• _Work required_
Determine how many lines in the records that follow hold the string "receives". Only that number should be returned.

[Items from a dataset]
━━━━━━━━━━

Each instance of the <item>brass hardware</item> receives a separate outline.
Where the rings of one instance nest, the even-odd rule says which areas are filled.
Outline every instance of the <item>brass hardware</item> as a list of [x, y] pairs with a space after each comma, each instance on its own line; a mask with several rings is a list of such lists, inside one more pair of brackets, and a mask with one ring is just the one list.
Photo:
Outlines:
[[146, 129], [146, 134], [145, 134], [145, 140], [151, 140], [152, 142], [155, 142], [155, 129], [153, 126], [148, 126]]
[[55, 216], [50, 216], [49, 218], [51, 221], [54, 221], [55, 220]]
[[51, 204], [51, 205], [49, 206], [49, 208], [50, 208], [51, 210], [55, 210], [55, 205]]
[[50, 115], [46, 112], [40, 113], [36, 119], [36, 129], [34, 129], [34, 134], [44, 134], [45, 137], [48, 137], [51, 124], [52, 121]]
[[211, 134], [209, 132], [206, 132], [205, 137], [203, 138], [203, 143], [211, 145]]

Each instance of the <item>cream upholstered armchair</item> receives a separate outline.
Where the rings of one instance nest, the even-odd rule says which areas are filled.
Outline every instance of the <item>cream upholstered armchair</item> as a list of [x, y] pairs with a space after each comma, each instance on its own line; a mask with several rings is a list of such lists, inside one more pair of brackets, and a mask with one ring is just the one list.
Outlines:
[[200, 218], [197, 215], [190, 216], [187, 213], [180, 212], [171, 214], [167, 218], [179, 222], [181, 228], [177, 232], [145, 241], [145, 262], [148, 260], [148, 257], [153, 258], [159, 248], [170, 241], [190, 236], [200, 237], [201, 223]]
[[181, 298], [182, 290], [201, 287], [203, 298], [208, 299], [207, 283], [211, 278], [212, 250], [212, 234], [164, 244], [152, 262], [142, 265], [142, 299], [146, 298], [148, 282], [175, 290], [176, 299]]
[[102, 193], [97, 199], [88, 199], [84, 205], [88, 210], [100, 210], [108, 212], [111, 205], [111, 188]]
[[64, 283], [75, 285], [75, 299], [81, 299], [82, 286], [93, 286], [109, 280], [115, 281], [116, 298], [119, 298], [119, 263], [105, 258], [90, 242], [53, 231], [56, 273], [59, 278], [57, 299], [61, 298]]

━━━━━━━━━━

• _Worked solution_
2